TASK STATEMENT
State how many lines in the following entries contain the word "brown". No other output.

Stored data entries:
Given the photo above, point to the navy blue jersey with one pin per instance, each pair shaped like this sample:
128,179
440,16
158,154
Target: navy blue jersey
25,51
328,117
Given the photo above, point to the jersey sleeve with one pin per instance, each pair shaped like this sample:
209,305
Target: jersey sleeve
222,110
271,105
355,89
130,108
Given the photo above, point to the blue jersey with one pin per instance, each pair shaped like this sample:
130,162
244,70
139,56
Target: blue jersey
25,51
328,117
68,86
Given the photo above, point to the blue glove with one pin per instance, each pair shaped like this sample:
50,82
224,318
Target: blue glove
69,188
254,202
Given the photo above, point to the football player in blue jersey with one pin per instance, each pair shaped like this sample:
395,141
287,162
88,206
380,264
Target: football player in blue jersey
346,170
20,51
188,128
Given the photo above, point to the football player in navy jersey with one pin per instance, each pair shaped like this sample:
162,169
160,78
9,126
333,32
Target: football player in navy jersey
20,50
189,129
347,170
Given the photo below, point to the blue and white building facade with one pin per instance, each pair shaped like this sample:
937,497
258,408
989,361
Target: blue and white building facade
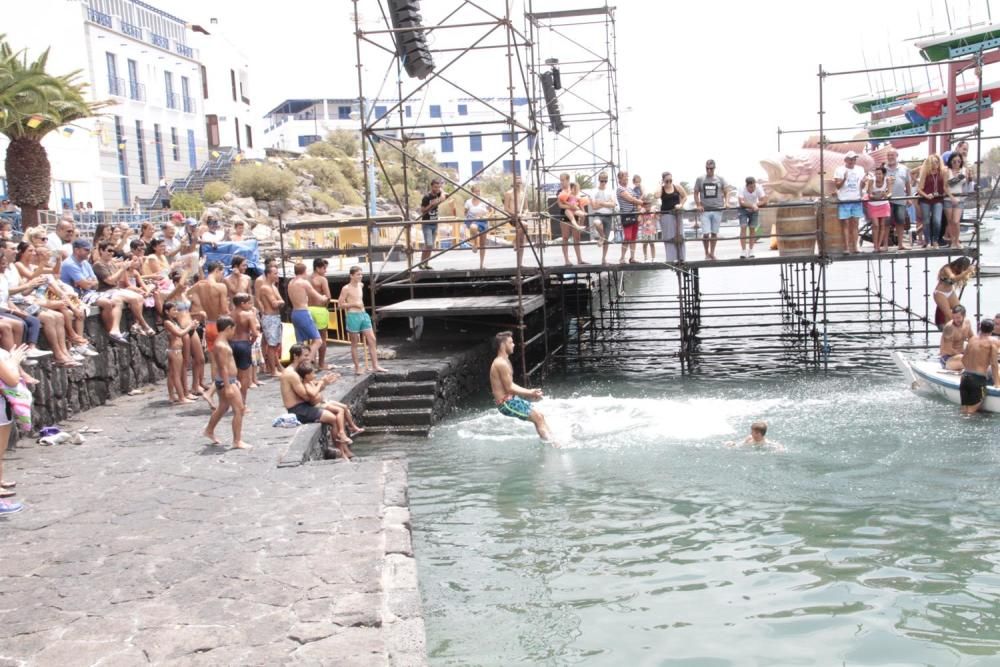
147,62
467,149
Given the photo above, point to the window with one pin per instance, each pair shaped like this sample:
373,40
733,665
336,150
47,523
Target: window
512,166
134,87
186,95
192,156
159,151
122,161
141,149
115,86
204,83
175,144
168,80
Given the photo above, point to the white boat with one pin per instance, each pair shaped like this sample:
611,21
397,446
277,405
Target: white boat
928,376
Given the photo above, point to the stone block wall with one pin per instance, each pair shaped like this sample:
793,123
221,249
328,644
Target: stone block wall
117,370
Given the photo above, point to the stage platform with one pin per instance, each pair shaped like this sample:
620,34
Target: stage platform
464,306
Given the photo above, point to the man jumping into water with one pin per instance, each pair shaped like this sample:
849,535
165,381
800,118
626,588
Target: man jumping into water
512,399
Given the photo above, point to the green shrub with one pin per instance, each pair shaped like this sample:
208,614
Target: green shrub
263,182
188,203
214,191
328,199
328,176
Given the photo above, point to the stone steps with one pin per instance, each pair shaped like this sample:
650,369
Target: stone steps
403,417
400,402
383,387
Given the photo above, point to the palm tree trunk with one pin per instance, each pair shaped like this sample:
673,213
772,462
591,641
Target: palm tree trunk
29,178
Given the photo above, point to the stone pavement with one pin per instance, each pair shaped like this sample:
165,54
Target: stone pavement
147,545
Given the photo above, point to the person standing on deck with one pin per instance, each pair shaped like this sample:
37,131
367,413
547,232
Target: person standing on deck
566,202
512,399
514,203
900,176
356,321
980,357
301,293
847,179
629,205
429,214
319,308
751,198
710,192
604,212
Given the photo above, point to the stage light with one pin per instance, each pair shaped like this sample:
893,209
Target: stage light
552,102
411,44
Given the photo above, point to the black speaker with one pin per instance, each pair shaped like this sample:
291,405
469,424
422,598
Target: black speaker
411,44
552,102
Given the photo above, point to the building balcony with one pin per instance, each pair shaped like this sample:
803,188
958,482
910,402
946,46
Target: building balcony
131,30
116,86
100,18
136,91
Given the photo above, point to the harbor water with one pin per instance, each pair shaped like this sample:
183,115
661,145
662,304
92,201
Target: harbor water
644,540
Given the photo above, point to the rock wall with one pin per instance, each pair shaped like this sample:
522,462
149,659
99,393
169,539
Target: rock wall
117,370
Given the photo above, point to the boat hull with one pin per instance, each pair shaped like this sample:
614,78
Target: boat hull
929,377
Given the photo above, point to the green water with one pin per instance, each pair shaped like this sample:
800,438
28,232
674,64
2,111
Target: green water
874,540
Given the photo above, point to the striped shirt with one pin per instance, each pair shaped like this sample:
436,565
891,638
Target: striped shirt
625,206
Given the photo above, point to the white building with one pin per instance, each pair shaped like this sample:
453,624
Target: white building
149,63
468,149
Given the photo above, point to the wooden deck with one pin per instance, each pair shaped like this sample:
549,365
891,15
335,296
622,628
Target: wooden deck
463,306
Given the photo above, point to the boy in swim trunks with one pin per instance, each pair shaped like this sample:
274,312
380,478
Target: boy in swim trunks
513,400
357,322
318,307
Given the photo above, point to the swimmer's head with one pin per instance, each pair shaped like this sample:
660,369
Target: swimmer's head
504,341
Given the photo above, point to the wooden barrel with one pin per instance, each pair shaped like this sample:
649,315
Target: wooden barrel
796,230
832,241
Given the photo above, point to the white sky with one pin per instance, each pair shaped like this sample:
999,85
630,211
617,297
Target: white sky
702,79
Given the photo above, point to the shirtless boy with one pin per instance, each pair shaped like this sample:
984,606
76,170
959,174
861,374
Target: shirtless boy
226,385
358,323
301,293
512,399
318,307
270,303
758,438
980,355
953,339
247,331
299,394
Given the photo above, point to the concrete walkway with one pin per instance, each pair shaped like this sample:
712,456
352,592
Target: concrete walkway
146,545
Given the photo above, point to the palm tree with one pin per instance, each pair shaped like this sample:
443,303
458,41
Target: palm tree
32,104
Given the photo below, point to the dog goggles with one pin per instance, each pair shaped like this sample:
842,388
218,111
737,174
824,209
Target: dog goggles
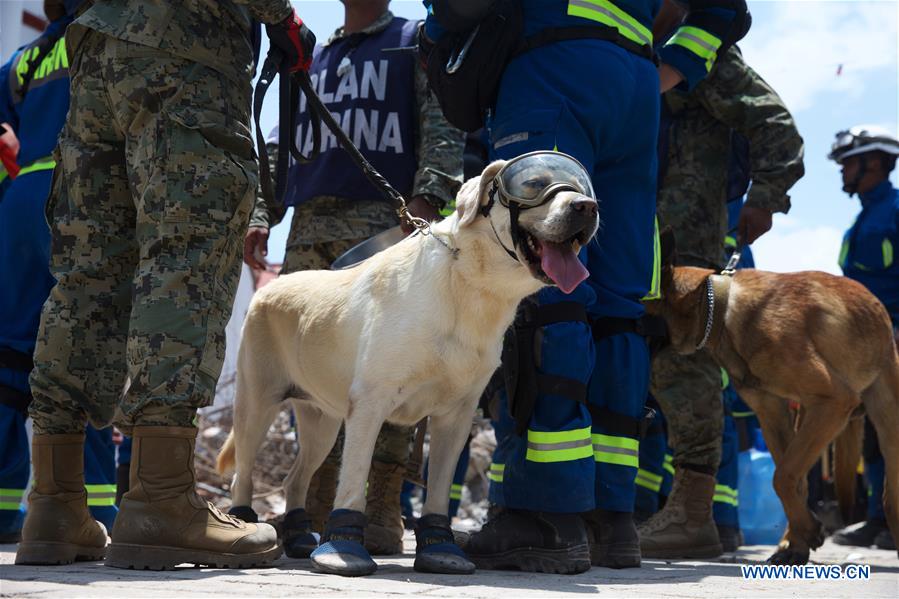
534,178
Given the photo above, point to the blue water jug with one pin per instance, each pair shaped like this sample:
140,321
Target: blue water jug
762,518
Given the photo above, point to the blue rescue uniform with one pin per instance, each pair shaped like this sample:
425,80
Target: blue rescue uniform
867,256
598,102
34,100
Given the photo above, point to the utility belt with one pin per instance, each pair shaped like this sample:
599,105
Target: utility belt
524,383
10,397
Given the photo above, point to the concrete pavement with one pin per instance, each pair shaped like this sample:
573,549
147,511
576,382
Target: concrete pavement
395,576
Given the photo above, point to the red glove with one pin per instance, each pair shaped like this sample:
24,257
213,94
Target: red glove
295,40
9,149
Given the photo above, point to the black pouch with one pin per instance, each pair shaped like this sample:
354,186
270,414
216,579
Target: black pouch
465,68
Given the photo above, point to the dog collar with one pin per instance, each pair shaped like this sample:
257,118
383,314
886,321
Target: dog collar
717,290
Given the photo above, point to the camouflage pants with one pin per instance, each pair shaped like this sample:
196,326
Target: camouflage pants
393,444
148,208
688,388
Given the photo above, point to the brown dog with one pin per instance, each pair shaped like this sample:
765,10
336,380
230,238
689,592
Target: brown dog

ANSWER TO THE PROBLEM
2